== Problem requirements ==
In the listing below, locate the line containing "Target: dark netting"; reproduce that line and all lines that follow it, unchanged.

Entries taken from a collection:
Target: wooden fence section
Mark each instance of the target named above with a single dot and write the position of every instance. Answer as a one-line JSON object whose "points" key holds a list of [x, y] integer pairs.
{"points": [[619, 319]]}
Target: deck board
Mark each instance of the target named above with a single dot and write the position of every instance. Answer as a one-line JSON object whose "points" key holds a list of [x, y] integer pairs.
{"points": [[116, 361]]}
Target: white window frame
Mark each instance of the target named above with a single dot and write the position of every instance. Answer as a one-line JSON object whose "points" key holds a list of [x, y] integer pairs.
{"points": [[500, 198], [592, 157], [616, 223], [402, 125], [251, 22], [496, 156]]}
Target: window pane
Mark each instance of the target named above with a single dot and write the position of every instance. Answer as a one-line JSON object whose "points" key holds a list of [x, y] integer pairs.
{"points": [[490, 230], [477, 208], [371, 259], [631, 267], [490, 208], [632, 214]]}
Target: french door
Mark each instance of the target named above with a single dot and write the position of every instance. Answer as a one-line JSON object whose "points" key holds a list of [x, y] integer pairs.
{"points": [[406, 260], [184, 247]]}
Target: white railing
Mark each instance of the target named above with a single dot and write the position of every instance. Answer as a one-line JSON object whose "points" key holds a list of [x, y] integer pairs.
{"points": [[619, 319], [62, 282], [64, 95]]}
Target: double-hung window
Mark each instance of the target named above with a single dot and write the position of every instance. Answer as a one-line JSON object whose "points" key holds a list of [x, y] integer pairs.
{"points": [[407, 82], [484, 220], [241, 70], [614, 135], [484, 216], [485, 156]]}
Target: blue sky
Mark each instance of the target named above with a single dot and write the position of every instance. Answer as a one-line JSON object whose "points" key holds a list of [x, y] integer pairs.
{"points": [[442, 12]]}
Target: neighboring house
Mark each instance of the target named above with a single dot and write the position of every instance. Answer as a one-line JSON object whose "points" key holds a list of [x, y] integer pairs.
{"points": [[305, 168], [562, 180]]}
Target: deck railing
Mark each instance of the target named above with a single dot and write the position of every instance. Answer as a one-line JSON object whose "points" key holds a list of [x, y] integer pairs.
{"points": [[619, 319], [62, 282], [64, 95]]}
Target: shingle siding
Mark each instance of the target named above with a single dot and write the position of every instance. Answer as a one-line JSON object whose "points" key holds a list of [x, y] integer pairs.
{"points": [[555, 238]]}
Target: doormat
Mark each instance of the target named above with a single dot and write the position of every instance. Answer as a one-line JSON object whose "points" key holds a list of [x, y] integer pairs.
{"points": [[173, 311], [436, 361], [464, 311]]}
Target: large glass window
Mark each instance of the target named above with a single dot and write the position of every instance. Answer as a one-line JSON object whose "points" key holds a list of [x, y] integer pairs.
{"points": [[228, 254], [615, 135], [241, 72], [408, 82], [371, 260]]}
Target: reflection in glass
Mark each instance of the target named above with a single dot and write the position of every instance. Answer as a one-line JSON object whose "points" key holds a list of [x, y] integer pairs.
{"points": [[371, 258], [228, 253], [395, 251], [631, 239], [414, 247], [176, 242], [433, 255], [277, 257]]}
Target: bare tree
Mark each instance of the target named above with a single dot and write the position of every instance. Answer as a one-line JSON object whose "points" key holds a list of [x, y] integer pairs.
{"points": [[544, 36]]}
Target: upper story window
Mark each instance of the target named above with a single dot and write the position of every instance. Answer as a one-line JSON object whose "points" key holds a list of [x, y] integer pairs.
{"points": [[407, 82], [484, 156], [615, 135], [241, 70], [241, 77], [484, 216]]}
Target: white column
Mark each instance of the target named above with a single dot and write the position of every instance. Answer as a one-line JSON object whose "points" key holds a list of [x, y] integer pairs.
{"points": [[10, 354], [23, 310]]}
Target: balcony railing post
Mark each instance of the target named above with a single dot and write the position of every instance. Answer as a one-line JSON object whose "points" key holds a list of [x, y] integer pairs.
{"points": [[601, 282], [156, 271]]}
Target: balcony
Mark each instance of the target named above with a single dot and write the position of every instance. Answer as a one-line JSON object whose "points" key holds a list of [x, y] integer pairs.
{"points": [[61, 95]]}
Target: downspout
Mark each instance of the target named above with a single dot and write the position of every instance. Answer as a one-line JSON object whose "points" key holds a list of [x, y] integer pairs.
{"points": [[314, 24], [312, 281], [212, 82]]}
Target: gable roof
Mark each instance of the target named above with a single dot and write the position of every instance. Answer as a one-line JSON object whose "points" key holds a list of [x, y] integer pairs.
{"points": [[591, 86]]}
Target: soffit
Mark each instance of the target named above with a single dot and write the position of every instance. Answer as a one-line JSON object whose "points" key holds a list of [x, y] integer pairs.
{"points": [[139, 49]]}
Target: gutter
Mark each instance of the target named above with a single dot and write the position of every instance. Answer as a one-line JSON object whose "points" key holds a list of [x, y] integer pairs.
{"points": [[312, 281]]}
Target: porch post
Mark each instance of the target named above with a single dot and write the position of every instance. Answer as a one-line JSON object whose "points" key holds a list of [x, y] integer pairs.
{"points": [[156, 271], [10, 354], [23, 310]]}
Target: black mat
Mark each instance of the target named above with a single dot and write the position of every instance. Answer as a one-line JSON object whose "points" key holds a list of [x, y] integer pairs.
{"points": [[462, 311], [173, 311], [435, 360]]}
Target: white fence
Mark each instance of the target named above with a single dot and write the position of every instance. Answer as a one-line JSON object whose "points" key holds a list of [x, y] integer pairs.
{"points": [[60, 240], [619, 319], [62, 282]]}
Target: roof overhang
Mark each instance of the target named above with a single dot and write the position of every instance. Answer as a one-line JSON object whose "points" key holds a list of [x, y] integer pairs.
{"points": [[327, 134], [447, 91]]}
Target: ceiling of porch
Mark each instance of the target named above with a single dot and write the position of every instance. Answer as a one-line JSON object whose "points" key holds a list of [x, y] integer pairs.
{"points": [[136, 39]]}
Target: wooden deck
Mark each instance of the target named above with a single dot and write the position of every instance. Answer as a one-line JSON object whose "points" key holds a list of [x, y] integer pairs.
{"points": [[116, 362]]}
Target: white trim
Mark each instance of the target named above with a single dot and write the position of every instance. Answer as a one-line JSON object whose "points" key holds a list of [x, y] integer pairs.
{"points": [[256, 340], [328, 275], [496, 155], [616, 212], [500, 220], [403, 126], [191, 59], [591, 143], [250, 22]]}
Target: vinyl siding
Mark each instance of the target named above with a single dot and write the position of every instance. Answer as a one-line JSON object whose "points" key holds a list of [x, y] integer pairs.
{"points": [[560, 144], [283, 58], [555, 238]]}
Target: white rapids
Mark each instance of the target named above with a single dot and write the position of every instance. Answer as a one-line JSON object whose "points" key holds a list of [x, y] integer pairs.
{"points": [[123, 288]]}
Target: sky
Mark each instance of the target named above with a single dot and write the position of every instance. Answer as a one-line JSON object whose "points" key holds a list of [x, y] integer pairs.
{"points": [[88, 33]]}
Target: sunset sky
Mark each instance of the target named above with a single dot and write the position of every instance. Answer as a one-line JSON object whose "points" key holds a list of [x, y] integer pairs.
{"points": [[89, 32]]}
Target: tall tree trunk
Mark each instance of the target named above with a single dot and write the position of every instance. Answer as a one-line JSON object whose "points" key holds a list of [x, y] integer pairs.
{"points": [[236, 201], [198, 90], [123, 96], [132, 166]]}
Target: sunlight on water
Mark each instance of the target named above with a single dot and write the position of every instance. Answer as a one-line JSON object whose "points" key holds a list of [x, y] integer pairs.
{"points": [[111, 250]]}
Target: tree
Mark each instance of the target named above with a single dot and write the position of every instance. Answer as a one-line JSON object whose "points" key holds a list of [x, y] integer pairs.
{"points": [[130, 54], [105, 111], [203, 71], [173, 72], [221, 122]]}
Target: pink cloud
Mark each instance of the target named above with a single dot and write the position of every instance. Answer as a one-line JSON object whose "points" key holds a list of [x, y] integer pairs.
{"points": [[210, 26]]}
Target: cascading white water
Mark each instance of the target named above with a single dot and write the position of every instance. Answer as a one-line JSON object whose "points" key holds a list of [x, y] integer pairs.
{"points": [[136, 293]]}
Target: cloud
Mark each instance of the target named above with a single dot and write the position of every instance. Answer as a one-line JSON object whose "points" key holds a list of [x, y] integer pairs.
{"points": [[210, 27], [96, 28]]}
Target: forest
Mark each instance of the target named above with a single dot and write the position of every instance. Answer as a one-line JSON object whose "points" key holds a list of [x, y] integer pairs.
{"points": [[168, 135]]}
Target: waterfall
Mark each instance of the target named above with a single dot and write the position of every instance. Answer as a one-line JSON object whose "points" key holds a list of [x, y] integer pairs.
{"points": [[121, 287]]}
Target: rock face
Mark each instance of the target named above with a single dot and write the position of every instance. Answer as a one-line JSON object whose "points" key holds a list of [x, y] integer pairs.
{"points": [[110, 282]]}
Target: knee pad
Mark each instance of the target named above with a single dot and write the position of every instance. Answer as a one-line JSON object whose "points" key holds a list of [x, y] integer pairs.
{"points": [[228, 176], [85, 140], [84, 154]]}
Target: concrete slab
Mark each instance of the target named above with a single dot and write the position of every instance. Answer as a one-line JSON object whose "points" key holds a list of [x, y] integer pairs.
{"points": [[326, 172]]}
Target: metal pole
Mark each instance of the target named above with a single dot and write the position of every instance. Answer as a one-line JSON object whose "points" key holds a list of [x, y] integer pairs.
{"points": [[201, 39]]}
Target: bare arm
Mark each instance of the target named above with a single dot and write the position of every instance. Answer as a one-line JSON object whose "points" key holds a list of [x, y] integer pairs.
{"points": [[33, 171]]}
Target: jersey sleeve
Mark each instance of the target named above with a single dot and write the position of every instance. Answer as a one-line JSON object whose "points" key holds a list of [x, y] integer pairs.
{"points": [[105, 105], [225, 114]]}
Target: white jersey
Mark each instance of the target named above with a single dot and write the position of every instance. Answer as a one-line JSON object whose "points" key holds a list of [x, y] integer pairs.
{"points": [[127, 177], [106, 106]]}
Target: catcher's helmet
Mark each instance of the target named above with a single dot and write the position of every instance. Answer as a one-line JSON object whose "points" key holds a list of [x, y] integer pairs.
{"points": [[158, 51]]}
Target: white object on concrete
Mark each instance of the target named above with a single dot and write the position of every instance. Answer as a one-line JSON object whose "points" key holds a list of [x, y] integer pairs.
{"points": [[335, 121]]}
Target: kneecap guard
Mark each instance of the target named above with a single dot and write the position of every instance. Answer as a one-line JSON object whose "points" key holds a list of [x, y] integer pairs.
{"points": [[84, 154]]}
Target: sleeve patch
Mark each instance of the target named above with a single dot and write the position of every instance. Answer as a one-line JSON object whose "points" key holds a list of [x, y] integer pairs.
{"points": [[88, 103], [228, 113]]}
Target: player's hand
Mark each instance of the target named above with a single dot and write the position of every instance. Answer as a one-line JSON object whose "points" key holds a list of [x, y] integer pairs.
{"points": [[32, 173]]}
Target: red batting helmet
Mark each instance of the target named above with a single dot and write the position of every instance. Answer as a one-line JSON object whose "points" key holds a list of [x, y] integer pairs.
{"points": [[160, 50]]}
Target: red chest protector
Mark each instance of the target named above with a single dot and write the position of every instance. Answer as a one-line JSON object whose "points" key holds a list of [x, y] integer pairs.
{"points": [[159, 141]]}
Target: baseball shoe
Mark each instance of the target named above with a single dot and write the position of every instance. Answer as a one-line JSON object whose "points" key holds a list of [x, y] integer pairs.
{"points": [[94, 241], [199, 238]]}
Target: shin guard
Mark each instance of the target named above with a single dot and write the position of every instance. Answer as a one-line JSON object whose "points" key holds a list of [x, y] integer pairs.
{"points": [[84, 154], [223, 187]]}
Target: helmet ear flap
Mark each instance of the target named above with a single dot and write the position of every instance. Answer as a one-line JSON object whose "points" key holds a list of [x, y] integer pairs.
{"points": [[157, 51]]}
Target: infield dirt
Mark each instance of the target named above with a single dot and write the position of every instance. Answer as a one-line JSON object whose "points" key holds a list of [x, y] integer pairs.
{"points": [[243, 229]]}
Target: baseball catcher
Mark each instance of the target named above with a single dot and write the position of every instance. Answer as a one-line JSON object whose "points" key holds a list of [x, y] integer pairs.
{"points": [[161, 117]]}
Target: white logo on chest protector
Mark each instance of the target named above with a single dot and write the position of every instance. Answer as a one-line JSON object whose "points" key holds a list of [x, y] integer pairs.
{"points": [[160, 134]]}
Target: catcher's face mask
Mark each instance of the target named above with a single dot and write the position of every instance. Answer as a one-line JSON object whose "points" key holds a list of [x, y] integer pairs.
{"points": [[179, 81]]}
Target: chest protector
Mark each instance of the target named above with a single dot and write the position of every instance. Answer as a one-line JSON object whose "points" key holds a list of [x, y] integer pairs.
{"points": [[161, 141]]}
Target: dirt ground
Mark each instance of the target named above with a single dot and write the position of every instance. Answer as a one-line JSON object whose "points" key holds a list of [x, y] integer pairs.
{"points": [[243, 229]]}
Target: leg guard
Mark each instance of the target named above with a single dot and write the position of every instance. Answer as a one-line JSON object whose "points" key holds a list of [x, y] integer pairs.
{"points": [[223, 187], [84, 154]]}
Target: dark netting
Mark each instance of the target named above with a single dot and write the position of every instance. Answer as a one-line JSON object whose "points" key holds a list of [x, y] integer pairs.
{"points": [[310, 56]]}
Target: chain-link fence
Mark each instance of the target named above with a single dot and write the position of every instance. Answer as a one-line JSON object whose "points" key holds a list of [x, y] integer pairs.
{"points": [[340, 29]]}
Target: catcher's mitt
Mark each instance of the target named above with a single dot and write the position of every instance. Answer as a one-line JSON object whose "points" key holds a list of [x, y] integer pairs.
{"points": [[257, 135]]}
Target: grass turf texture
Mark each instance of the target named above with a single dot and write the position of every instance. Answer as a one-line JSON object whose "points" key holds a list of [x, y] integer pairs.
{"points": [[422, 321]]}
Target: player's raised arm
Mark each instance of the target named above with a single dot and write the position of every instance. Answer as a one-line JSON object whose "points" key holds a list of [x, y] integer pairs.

== Written response ==
Target: dark netting
Mark each instance of the target named above with a single dot and write the position of every instance. Answer as a one-line JSON object whose "points" key holds a list of [x, y] integer pairs.
{"points": [[310, 56]]}
Target: chain-link fence
Mark each instance of the target named above with a single dot and write the position of every instance. Answer as a one-line JSON object whose "points" key holds a list of [x, y] integer pairs.
{"points": [[340, 29]]}
Target: catcher's mitt
Mark each instance of the target named above with a single dot and write the position of every instance. Answer as a one-line JSON object whose "points" key holds a list of [x, y] integer pairs.
{"points": [[257, 135]]}
Target: grass turf texture
Mark each instance of the target named above with a single dot and write the position of every instance. Answer as a one-line JSON object whose "points" key holds a list of [x, y] integer pairs.
{"points": [[422, 321]]}
Target: player's raised arm
Mark each instance of the target named above with a single dot and write the position of every instance. Answer as a one-line JSON object whose "points" key holds a list of [x, y] integer pairs.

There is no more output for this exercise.